=== DATA SUPPLIED ===

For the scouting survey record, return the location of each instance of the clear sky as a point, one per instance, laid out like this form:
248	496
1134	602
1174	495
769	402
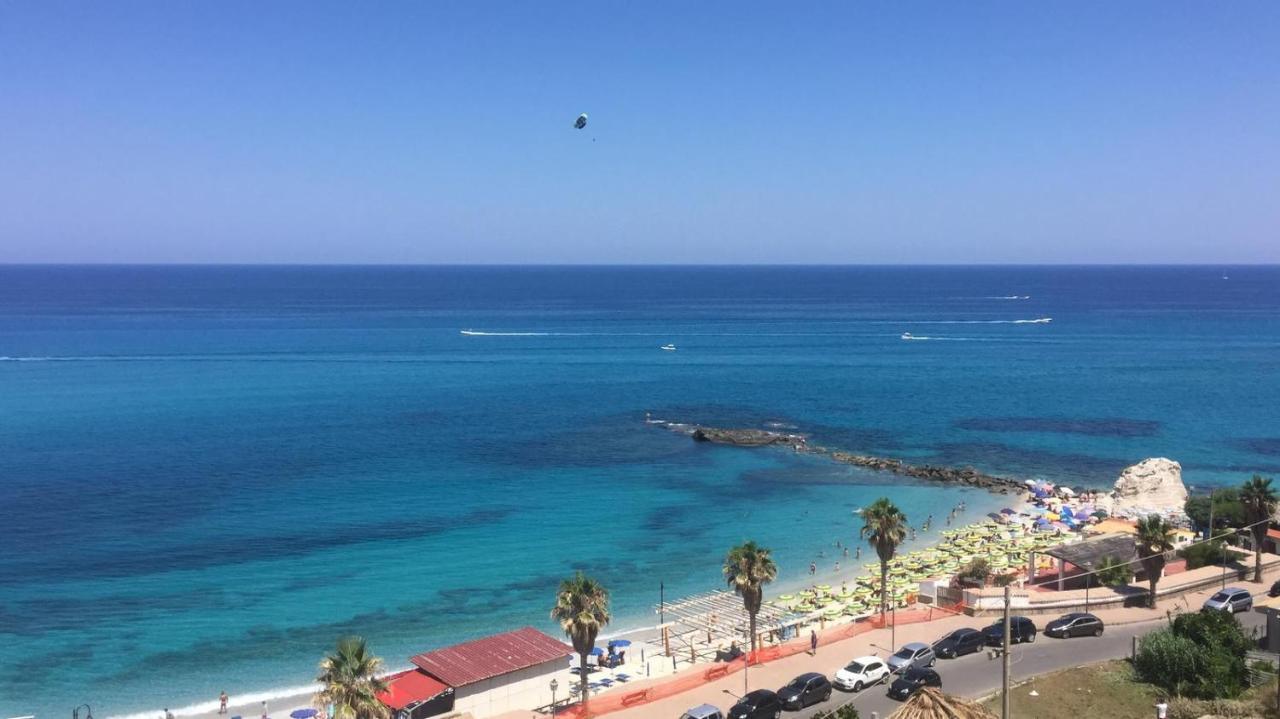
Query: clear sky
720	132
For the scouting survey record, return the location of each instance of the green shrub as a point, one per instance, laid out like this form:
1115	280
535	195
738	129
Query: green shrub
976	572
844	711
1200	655
1202	554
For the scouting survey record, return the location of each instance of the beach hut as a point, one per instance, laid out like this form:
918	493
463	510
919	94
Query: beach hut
499	673
416	695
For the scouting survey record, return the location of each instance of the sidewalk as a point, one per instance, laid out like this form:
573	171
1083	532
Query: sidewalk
833	655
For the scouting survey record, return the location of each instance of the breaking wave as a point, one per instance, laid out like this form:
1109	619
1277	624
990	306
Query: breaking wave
296	696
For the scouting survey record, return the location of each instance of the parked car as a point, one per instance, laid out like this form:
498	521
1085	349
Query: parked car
804	691
760	704
915	654
1074	624
1232	599
862	672
703	711
913	679
1020	630
959	644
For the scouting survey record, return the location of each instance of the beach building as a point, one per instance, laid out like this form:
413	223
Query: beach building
496	674
416	695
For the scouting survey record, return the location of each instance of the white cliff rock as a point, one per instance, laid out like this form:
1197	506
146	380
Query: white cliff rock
1151	485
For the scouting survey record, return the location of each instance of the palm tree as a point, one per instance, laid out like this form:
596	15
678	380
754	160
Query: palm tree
583	609
1260	505
883	527
348	681
932	704
1153	539
748	567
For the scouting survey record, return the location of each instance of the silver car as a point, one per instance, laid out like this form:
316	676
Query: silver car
1232	599
915	654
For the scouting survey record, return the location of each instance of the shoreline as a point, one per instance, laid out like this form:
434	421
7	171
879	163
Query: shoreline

===

WHAT TO DO
Express every line of the records above as a numbered list, omitting blank lines and leaving out the pictures.

COMPLETE ANSWER
1. For the scouting survey record, return the location of each instance of the clear sky as a point, one per instance, laid out like this form:
2. 248	496
3. 1134	602
4. 1174	495
5. 769	402
6. Query: clear sky
7. 720	132
8. For the scouting survey record, return the location of each instance of the green shrub as a point, one per instance, laid out like this form:
9. 1115	280
10. 535	195
11. 738	129
12. Query: green shrub
13. 976	572
14. 844	711
15. 1200	655
16. 1202	554
17. For the scouting survey record, return the location of each instance of the beach hut as a point, one per instance, laid out like this form:
18. 918	493
19. 463	510
20. 919	94
21. Query: beach hut
22. 499	673
23. 416	695
24. For the scouting survey record, return the location of each instance of the sidewalk as a point, one per instance, laid out like this form:
25. 573	171
26. 1083	532
27. Query: sidewalk
28. 833	655
29. For the scouting survey record, return the location of each instance of the breaking wave as a point, one per instance, laid out like this form:
30. 1109	619
31. 1277	624
32. 990	306
33. Query: breaking wave
34. 296	696
35. For the scouting survey record, return the location of each instance of the parked car as a point, one per instance, laid out like this form:
36. 498	521
37. 1085	349
38. Query: parked car
39. 804	691
40. 760	704
41. 915	654
42. 1074	624
43. 1232	599
44. 862	672
45. 703	711
46. 913	679
47. 1020	630
48. 959	644
49. For the scouting survey record, return the location of each instance of the beach building as a point, one per instance, laid out like this form:
50. 413	223
51. Query: beach building
52. 496	674
53. 416	695
54. For the scouting survey record, return the location of each instance of the white cliff rock as a point, one per instance, laid out like this form:
55. 1197	506
56. 146	380
57. Query: white cliff rock
58. 1151	485
59. For the scouting survey record, return the location of each instance of the palm tree as a point, one per instance, laid out like this form:
60. 596	15
61. 678	380
62. 754	160
63. Query: palm tree
64. 583	609
65. 1260	505
66. 883	527
67. 348	681
68. 932	704
69. 1153	539
70. 748	567
71. For the scouting survey record, return the location of each instance of the silver car as a point, one per instance, laid out like this form:
72. 316	676
73. Query: silver car
74. 1232	599
75. 915	654
76. For the scouting survey record, return the location of each instance of the shoreline as a point, one per instance, laid out like this form:
77. 434	421
78. 7	171
79. 879	163
80. Query: shoreline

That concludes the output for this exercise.